[Problem statement]
Copy the lines below verbatim, but only from the line containing "of the denim" through the end of the data.

[Information given]
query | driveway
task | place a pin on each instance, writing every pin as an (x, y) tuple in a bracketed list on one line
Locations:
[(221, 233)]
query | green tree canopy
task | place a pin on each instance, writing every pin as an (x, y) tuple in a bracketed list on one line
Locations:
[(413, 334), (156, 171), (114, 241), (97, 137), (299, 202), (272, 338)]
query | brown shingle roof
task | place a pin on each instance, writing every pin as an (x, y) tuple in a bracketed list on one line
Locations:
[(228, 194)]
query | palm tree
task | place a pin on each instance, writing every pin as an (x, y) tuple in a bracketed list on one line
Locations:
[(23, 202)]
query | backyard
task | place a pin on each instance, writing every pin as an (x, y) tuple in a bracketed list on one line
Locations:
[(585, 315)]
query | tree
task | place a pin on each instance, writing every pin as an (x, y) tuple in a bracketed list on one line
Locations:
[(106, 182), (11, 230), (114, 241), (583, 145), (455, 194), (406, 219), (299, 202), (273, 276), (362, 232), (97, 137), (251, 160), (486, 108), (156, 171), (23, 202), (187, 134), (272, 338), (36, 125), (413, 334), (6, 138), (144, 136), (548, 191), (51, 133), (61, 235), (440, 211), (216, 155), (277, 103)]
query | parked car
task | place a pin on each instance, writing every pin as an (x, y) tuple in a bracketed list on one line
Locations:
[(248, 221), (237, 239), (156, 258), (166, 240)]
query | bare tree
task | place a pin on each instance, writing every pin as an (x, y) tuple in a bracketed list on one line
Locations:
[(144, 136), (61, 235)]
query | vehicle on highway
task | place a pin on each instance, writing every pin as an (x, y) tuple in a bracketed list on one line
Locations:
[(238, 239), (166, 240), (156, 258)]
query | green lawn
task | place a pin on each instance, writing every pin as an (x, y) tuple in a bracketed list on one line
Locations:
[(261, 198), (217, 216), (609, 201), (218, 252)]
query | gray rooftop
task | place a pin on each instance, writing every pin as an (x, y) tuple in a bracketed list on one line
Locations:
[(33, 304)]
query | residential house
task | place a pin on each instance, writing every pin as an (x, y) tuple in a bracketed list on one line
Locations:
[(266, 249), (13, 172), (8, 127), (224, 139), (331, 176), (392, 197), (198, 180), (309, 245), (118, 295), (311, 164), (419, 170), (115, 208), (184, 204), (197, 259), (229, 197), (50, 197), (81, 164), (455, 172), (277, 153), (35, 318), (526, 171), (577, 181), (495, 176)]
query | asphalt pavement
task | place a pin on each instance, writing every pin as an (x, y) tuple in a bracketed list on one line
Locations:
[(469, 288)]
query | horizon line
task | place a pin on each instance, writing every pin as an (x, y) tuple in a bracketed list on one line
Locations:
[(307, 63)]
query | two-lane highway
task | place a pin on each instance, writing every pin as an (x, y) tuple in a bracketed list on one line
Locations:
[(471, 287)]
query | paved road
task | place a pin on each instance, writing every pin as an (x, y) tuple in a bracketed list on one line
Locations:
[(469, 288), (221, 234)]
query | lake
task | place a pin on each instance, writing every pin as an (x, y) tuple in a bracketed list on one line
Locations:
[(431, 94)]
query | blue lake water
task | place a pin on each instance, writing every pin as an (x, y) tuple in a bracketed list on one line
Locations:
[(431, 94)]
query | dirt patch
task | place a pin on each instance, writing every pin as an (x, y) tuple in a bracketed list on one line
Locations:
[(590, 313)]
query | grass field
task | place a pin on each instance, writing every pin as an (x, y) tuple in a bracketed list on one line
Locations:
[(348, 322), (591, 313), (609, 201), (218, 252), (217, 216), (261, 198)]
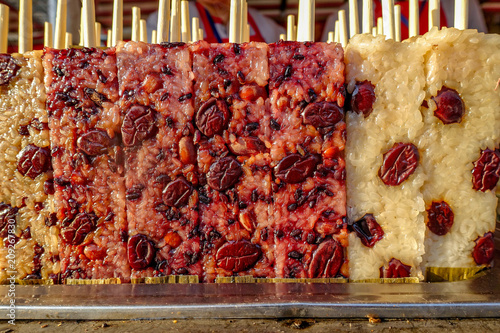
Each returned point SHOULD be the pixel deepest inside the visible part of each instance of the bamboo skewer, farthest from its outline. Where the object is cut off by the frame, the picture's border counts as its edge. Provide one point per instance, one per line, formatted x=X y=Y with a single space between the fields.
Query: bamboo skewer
x=136 y=25
x=143 y=31
x=353 y=18
x=47 y=35
x=367 y=16
x=461 y=14
x=25 y=26
x=163 y=26
x=413 y=24
x=117 y=26
x=306 y=19
x=185 y=22
x=175 y=22
x=60 y=28
x=4 y=28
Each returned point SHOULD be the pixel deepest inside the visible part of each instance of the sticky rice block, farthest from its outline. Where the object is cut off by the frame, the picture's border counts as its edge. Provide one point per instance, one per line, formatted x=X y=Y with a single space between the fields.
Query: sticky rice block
x=26 y=198
x=469 y=63
x=156 y=101
x=84 y=121
x=310 y=203
x=396 y=71
x=237 y=235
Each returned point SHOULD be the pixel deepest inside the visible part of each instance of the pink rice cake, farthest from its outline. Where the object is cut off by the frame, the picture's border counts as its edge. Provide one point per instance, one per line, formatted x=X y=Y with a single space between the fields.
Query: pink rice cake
x=84 y=122
x=235 y=203
x=231 y=94
x=156 y=91
x=306 y=92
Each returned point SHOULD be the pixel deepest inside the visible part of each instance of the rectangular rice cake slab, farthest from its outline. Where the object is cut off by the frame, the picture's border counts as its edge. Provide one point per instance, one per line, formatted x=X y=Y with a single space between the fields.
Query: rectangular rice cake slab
x=384 y=201
x=460 y=151
x=306 y=96
x=25 y=173
x=232 y=122
x=84 y=122
x=156 y=101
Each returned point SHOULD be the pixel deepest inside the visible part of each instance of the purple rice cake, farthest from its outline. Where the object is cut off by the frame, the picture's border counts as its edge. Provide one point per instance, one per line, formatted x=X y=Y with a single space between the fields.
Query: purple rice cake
x=84 y=122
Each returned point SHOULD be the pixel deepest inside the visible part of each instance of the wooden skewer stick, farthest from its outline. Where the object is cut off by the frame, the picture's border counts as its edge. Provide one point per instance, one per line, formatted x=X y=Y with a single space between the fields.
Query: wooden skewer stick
x=25 y=26
x=185 y=22
x=388 y=18
x=163 y=26
x=68 y=40
x=60 y=33
x=109 y=40
x=290 y=27
x=413 y=19
x=461 y=14
x=397 y=23
x=367 y=16
x=4 y=28
x=342 y=28
x=433 y=14
x=143 y=31
x=353 y=18
x=175 y=22
x=306 y=21
x=98 y=34
x=89 y=23
x=195 y=29
x=47 y=35
x=136 y=25
x=117 y=26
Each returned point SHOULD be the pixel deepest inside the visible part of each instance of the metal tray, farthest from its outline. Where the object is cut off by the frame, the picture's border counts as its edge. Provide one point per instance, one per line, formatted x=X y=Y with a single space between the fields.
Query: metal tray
x=479 y=298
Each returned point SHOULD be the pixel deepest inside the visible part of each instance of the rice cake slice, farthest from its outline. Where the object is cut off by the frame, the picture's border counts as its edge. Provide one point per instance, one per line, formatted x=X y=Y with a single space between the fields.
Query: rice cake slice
x=156 y=99
x=84 y=121
x=389 y=242
x=462 y=70
x=26 y=193
x=306 y=96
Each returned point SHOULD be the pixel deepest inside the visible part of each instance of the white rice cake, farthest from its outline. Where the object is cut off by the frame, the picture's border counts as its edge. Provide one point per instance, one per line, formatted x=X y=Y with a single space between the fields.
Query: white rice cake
x=468 y=62
x=396 y=70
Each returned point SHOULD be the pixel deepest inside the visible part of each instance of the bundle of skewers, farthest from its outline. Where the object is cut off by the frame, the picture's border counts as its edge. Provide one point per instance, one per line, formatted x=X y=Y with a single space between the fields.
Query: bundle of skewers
x=181 y=161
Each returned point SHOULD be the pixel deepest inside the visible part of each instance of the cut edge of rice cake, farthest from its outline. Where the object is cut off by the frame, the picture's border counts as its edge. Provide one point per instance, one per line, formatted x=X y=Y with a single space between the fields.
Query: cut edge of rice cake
x=469 y=63
x=397 y=74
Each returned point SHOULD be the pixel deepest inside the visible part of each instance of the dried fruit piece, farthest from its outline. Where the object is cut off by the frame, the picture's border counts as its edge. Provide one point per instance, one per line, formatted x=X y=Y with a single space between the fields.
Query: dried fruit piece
x=8 y=69
x=77 y=230
x=94 y=143
x=295 y=168
x=141 y=251
x=177 y=193
x=212 y=117
x=395 y=269
x=323 y=114
x=440 y=218
x=33 y=161
x=449 y=106
x=138 y=125
x=363 y=98
x=326 y=260
x=484 y=249
x=486 y=170
x=368 y=230
x=399 y=163
x=237 y=256
x=224 y=173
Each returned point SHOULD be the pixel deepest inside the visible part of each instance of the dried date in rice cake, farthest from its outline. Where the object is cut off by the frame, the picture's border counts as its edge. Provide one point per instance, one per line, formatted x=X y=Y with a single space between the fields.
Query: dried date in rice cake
x=384 y=175
x=235 y=208
x=230 y=94
x=84 y=121
x=25 y=172
x=460 y=149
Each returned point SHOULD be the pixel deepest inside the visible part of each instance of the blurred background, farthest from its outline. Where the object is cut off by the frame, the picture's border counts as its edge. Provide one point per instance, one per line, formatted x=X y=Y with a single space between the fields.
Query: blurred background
x=45 y=10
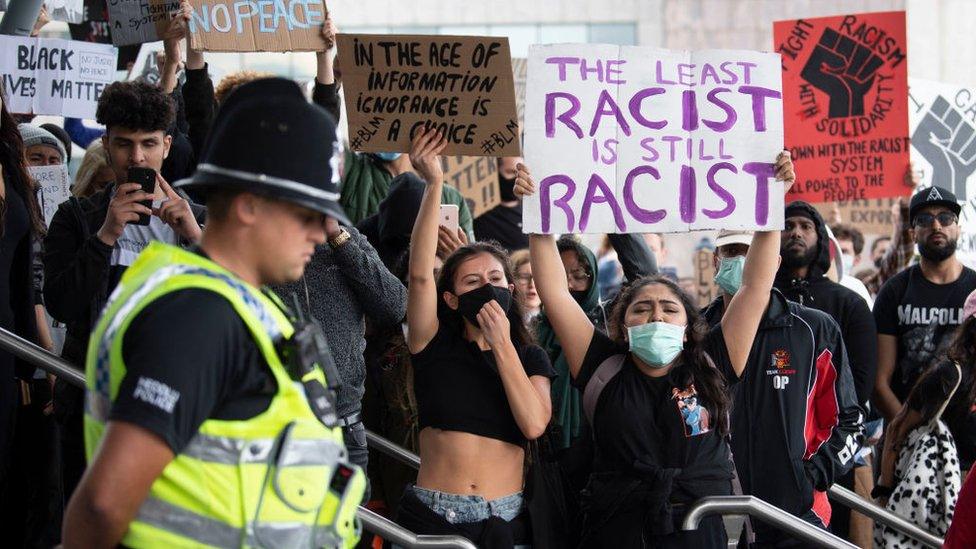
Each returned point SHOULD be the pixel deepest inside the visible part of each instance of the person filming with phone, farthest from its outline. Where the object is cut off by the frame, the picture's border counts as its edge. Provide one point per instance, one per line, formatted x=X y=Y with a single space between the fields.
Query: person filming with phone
x=92 y=241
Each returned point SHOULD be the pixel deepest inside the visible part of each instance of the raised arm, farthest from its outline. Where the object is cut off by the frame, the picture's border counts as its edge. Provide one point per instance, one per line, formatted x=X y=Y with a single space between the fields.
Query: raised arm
x=422 y=323
x=741 y=320
x=175 y=32
x=573 y=328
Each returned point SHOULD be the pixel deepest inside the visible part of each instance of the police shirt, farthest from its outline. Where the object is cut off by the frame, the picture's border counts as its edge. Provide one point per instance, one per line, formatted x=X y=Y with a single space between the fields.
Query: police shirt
x=189 y=357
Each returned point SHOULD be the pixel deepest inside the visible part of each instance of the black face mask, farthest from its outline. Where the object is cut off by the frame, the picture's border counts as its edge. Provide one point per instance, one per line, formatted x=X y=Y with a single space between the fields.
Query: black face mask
x=471 y=302
x=506 y=188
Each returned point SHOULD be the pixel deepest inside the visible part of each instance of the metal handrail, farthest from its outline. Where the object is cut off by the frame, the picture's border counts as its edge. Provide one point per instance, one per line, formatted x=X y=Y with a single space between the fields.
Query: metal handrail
x=56 y=365
x=395 y=534
x=389 y=530
x=857 y=503
x=755 y=507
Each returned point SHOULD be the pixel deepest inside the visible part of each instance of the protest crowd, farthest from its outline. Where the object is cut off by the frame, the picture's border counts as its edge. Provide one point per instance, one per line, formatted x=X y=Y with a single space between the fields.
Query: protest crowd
x=249 y=293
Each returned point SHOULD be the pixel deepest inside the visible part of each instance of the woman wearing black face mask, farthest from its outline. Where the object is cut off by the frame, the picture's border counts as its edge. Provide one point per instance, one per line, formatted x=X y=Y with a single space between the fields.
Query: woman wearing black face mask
x=581 y=273
x=482 y=389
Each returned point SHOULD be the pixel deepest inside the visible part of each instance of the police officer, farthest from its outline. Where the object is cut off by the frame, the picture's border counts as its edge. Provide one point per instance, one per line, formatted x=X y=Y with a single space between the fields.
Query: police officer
x=208 y=421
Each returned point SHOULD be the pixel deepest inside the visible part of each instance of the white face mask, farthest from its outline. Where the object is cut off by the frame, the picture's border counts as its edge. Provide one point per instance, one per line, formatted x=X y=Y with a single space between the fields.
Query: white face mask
x=848 y=262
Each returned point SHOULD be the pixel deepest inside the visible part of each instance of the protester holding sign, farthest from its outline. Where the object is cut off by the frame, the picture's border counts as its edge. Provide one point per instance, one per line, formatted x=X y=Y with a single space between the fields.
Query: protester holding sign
x=658 y=358
x=22 y=225
x=482 y=387
x=92 y=241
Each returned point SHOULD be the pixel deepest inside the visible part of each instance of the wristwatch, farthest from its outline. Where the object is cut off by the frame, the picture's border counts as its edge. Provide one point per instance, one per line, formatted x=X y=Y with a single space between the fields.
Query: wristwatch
x=340 y=239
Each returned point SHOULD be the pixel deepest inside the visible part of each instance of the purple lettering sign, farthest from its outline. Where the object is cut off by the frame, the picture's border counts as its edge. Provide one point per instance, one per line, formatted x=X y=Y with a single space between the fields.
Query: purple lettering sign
x=630 y=139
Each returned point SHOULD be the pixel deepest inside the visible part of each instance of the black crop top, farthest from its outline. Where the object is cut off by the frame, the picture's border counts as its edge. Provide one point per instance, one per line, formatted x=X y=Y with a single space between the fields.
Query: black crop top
x=458 y=387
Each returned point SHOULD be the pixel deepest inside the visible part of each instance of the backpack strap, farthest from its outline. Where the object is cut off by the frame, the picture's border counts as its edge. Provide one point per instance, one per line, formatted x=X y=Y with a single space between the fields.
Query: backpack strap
x=603 y=374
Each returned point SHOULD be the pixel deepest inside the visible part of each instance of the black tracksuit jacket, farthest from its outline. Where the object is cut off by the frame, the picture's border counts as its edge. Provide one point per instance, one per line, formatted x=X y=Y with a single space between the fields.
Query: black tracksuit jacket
x=795 y=420
x=847 y=308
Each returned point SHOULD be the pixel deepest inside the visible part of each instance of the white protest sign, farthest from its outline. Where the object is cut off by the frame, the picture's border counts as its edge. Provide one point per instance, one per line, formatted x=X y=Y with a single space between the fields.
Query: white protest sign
x=53 y=188
x=627 y=139
x=942 y=125
x=69 y=11
x=53 y=76
x=139 y=21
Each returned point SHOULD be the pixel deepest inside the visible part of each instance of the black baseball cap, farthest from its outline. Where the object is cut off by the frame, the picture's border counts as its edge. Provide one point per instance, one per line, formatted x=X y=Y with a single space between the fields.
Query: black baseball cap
x=932 y=196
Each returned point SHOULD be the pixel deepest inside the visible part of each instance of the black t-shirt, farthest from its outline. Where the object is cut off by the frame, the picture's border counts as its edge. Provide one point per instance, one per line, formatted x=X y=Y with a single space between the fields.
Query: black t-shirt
x=922 y=316
x=458 y=387
x=502 y=224
x=642 y=423
x=932 y=391
x=189 y=357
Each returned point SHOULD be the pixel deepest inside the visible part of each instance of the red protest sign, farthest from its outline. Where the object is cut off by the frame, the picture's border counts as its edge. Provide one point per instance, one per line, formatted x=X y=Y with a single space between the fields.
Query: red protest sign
x=845 y=104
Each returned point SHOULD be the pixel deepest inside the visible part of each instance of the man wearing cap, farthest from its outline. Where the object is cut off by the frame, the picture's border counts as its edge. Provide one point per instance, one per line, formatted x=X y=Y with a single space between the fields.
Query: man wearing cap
x=917 y=308
x=41 y=146
x=208 y=419
x=795 y=420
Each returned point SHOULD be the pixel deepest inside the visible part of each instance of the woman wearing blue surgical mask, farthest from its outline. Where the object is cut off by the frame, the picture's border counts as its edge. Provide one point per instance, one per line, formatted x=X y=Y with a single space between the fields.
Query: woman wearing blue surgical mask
x=657 y=404
x=482 y=387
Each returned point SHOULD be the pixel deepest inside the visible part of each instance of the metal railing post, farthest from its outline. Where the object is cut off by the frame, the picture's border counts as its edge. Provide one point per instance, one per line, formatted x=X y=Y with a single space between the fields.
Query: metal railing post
x=390 y=531
x=857 y=503
x=755 y=507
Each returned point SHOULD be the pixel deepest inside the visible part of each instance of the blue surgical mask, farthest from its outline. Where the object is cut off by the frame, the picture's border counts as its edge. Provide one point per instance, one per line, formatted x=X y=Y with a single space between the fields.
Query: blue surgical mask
x=656 y=343
x=387 y=157
x=729 y=275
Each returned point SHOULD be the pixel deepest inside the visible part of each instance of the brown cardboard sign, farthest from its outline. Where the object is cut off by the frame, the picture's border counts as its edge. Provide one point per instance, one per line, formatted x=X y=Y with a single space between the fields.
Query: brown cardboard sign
x=871 y=217
x=461 y=85
x=477 y=179
x=262 y=25
x=139 y=21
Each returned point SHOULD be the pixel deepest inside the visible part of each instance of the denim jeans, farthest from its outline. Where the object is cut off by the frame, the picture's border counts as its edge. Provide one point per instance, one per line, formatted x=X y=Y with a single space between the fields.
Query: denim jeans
x=458 y=509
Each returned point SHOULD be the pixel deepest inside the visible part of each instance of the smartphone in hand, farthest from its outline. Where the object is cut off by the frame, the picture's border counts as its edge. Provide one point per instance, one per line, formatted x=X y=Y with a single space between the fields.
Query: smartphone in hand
x=146 y=177
x=449 y=217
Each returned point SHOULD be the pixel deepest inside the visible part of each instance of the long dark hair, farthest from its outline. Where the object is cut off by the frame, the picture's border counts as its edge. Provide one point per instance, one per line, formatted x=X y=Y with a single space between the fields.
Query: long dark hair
x=12 y=150
x=445 y=283
x=694 y=365
x=962 y=351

[Completed task]
Each returned point SHOULD be the pixel deepest inside the visible part of each instance of the denim jeans, farthest from its outline. Where the object is cut off by the frame, the picture's border counts as its edge. Provide one point per instance, one per line, formatted x=X y=Y with a single space between the fields.
Query: denim jeans
x=458 y=509
Each returned point SHOULD be the pixel deepest inside the visible part of each instance of the smartphone in hand, farthest from its outline. Where the object is cut off by the frame, the picture's border counts as its edge. Provide one point per instance, one per line, formatted x=X y=Y with a single space between the fields.
Query: smartphone in hand
x=146 y=177
x=449 y=217
Each returned point SHOULD be the pixel deepest inside the visible part of each instance of the long dark hair, farthest from its outline. Where the object is cut off by the frame, the picture's border counts as its edge. Provide one point per instance, one per line, formatted x=X y=Y with a single space between the fields.
Query: long dark hair
x=12 y=150
x=445 y=283
x=694 y=365
x=962 y=351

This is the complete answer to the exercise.